> _EXTRACT TO READ_
□ □ □ □ □ □ □

17.1 Evidence Strength (E0-E4)
- E0: Conceptual, consensus, or theory only; no direct evidence.
- E1: Case reports or uncontrolled series.
- E2: Observational evidence with consistent associations.
- E3: Controlled or quasi-experimental evidence.
- E4: Replicated, convergent evidence across methods.
17.2 Clinical Utility (U0-U3)
- U0: Background only; no direct clinical use.
- U1: Supports assessment language or shared understanding.
- U2: Affects differential, risk stratification, or monitoring.
- U3: Directly changes management or safety decisions.
17.3 Tagging Format
- Use [E?/U?] at the end of the statement, e.g., [E2/U1].
- If unknown, use [E?] or [VERIFY] and leave for later citation work.
17.4 Current Usage
- Selective tagging is in place for safety-critical and high-risk statements.
- Broader tagging is deferred and not yet comprehensive.
17.5 Tagging Principles
- Evidence tags annotate claims, not sections or whole pages.
- Descriptive phenomenology and workflow guidance do not require tags.
- Evidence tags reflect the state of knowledge at the time of writing; absence of a tag does not imply lack of evidence.
17.6 Citation Markers
- Use [E2/U2] [REF] when a statement needs a citation and the reference list is not yet attached.
- Replace [REF] later with a citation ID or formatted reference when the bibliography is in place.
17.7 When to Tag (rule of thumb)
- Prevalence, incidence, or risk magnitude claims.
- Causal or mechanistic assertions.
- Treatment effects or expected response claims.
- Safety-critical guidance (risk, rule-outs, escalation thresholds).

□ □ □ □ □ □ □

> _LISTED RECORDS_
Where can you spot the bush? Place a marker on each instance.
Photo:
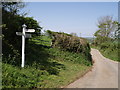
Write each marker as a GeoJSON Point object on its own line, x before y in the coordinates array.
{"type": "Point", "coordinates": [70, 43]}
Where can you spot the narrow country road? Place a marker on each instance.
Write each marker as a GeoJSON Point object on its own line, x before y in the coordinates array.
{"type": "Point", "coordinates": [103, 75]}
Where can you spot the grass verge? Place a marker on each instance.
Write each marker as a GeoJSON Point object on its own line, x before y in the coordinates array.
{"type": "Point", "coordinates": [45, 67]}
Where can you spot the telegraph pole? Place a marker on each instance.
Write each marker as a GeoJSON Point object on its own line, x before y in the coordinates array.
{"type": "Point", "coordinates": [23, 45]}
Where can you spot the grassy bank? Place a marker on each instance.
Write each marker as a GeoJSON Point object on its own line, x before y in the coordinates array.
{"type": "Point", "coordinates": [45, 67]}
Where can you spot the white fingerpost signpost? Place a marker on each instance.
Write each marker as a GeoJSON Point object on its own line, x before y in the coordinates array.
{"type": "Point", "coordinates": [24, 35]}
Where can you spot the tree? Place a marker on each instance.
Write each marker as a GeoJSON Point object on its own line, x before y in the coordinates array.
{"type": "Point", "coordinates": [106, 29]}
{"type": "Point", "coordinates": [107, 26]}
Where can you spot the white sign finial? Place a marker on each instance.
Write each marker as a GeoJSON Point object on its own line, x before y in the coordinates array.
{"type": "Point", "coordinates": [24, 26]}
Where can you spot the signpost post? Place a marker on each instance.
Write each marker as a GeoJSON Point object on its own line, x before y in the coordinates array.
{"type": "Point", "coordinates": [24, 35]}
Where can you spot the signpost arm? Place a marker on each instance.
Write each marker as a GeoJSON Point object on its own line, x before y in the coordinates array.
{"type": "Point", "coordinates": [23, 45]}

□ □ □ □ □ □ □

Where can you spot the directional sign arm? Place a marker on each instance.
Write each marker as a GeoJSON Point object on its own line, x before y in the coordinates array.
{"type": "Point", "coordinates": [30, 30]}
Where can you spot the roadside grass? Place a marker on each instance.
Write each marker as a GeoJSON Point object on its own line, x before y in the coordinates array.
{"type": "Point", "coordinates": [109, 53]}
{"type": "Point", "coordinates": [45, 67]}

□ □ □ □ □ □ □

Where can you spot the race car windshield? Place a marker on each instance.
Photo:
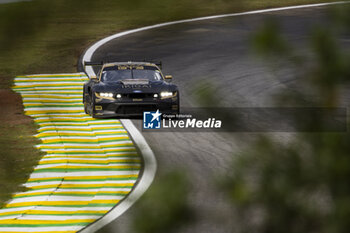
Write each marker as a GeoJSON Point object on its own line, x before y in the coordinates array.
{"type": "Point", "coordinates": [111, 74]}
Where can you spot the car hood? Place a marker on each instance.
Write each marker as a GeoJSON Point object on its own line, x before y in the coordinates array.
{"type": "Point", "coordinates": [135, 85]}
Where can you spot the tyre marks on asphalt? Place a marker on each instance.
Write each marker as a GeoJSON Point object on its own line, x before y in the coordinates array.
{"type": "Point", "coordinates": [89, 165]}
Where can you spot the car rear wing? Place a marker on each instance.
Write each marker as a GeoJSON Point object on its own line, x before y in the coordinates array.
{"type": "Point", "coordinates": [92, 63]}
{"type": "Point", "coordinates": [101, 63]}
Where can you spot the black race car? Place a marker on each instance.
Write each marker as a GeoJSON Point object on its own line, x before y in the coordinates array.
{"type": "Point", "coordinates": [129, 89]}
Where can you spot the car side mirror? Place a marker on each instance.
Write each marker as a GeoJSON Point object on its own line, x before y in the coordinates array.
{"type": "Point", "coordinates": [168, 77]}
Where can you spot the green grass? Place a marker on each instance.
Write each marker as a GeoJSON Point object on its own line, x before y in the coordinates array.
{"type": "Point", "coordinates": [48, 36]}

□ □ □ □ □ □ □

> _TASK GOAL_
Pick up the guidelines on evidence and utility tagging after their final line, and continue them in the same format.

> _ANSWER SECTION_
- Medical or substance contributors presented as likely or common.
17.8 No Tag Needed
- Definitions and scope statements.
- Descriptive phenomenology language.
- Workflow labels and documentation conventions.
17.9 Mechanism vs Association
- Association claims can be E1-E3 depending on design.
- Mechanism claims require E3+ to avoid overstatement.
- If mechanism is speculative, tag as E0 and label as hypothesis.
17.10 Safety Sensitivity
- If a statement could change safety planning, default to tagging.
- If evidence is weak but practice-relevant, use E0/U2 and label as consensus.
17.11 Examples
- “Insomnia is associated with increased risk of mood dysregulation.” [E2/U2]
- “Evidence supports measurement-based care improving outcomes in depression.” [E3/U2]
- “Caffeine can amplify panic-like symptoms in sensitive individuals.” [E1/U1]
- “This pattern is consistent with trauma-related intrusions.” [E0/U1]
17.12 Citation Rules (for later drafting)
- Must cite: prevalence, risk magnitude, causal claims, treatment effects.
- Optional cite: definitions, descriptive phenomenology, clinician language.